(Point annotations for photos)
··········
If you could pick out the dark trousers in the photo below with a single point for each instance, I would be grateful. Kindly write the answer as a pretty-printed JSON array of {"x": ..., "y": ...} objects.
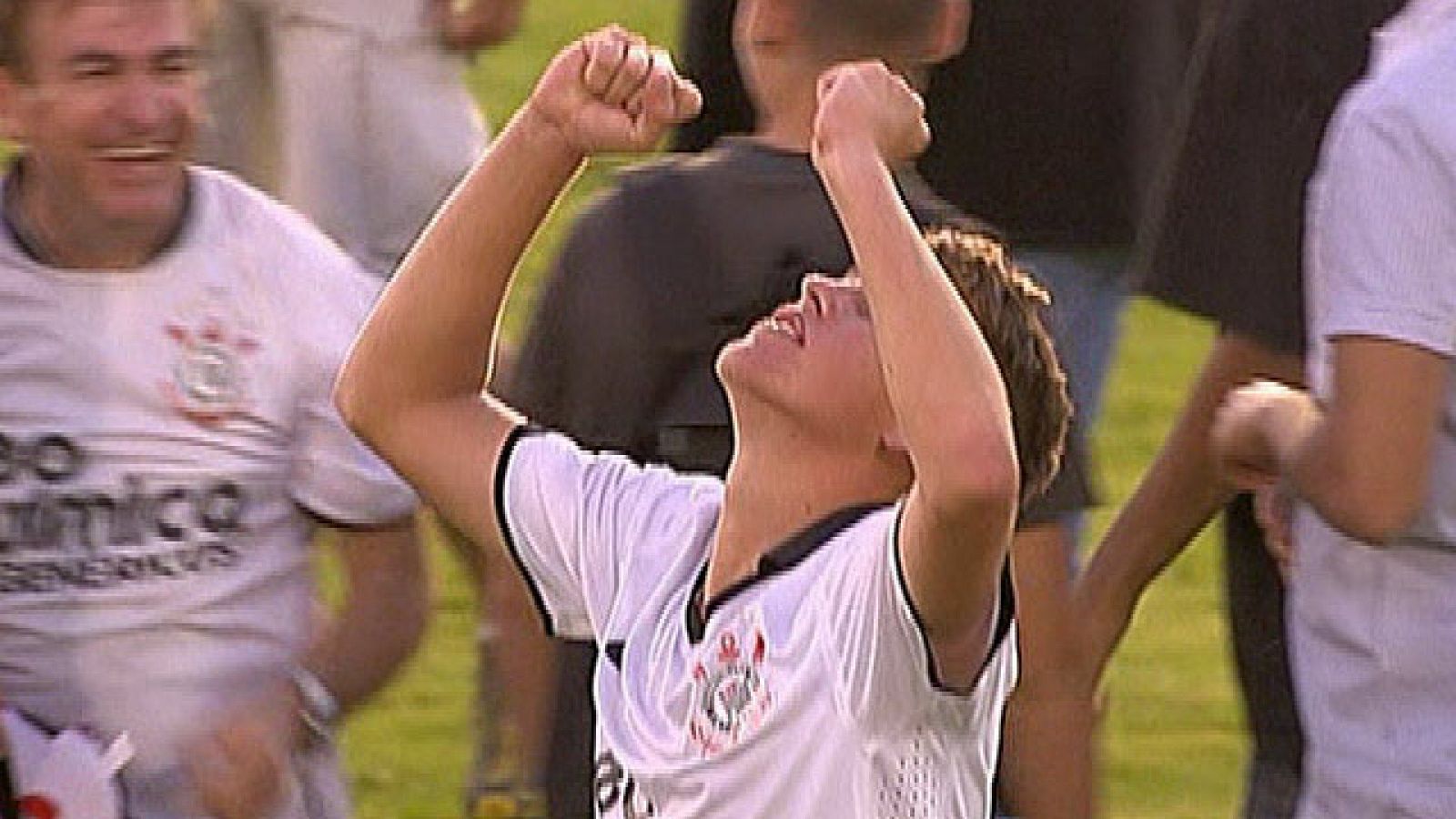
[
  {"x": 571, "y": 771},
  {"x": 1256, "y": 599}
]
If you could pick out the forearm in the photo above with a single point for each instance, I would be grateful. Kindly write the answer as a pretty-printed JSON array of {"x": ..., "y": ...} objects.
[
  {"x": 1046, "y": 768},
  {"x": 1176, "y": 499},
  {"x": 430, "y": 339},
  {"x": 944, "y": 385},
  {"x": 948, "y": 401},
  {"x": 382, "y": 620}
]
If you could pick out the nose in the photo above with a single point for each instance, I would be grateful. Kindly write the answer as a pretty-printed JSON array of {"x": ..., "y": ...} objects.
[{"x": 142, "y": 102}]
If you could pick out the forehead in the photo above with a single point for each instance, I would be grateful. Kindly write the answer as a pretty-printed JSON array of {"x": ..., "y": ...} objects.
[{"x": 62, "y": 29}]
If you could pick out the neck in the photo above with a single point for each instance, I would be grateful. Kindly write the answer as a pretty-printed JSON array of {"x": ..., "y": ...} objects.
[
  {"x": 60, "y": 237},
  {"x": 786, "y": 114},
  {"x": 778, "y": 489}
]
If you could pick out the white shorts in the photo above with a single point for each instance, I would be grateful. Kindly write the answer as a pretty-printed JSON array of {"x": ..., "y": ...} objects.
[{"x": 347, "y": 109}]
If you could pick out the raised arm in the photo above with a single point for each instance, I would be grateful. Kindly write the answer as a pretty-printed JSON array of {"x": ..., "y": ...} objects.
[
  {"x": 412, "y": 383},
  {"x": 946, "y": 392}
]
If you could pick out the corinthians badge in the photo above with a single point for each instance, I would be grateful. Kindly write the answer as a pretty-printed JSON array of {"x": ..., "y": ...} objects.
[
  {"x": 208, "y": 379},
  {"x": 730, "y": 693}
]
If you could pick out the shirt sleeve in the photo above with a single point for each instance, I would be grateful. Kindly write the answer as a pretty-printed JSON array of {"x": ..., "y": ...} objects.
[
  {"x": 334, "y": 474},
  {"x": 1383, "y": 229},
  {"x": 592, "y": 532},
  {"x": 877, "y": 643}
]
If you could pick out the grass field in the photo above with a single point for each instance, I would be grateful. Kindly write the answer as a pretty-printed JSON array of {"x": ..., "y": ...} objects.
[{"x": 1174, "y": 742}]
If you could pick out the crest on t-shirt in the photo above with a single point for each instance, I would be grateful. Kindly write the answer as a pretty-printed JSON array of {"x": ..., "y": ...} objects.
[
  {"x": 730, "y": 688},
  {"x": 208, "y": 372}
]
··········
> [TASK]
Omit the images and transcribe all of the records above word for word.

> [ANSWER TO THE PROBLEM]
If you could pick out the dark trousers in the photo below with a single point for each instance, I would be grateful. Kindly write the answer as a pretty-printed JSON array of {"x": ..., "y": ...} objects.
[
  {"x": 571, "y": 771},
  {"x": 1256, "y": 599}
]
If you could pick out the forearm in the photo above with a single point for each instance, I would be grateful. Kindly write the answer as a pretty-printed JSON array of {"x": ..., "y": ...} objects.
[
  {"x": 1046, "y": 768},
  {"x": 1176, "y": 499},
  {"x": 430, "y": 339},
  {"x": 944, "y": 385},
  {"x": 948, "y": 401},
  {"x": 382, "y": 620}
]
If you could pick out the nose in the photo above with a single point for each instance, I would be grateful. Kindly write the answer as a pretty-printed JSON array of {"x": ..., "y": ...} objects.
[{"x": 142, "y": 102}]
If you could pick out the forehead in the photo above with a single point for each instance, I would be grateful. Kindly write the answer as a pretty-printed JSON array of {"x": ..., "y": ...} objects.
[{"x": 62, "y": 29}]
If you could pick out the neck in the photo above with a single point for each instance, I would be grateful. Kindly write the answer as a pretty-printed JSON array of {"x": ..., "y": ...} objects.
[
  {"x": 60, "y": 237},
  {"x": 786, "y": 114},
  {"x": 778, "y": 489}
]
If you could pick out the white shorts in the photo above with a single point for each instance, I would be grateful. Kindly write the answer as a pretty-printed JSON array of {"x": ..., "y": ...} objects.
[{"x": 347, "y": 109}]
If you could pick out the raised arm in the photo above with a single point for each instance, I would be grateful. Kindly write the answer as a pretty-printed JSON array of {"x": ..., "y": ...} objects.
[
  {"x": 412, "y": 383},
  {"x": 946, "y": 392}
]
If you could pick out the corinthians badge in the photo above with a single point for each instance, I would be grateful. Kindly write the answer as a pretty-printed JSON array of {"x": ..., "y": ...} objects.
[
  {"x": 208, "y": 379},
  {"x": 730, "y": 693}
]
If you could pick out the shirt sleeve in the photo above with a single point for each instance, I would be grateful. Kindly write the answer as a pretty-printed JSON array of {"x": ..., "y": ...} objects.
[
  {"x": 334, "y": 474},
  {"x": 1383, "y": 229},
  {"x": 592, "y": 532},
  {"x": 877, "y": 643}
]
If you could pick out the grass field in the photo above with a single point for each instance, I would be grateful. Kindly write the answer as a pretty-printed JSON array of {"x": ..., "y": ...} objects.
[{"x": 1174, "y": 742}]
If you could pick out the crest on t-shirt in the photo above with a single point for each instance, I would be grateful. Kindly write the answer as a pretty-printed JSON array of {"x": ..., "y": ...} objects.
[
  {"x": 730, "y": 688},
  {"x": 208, "y": 372}
]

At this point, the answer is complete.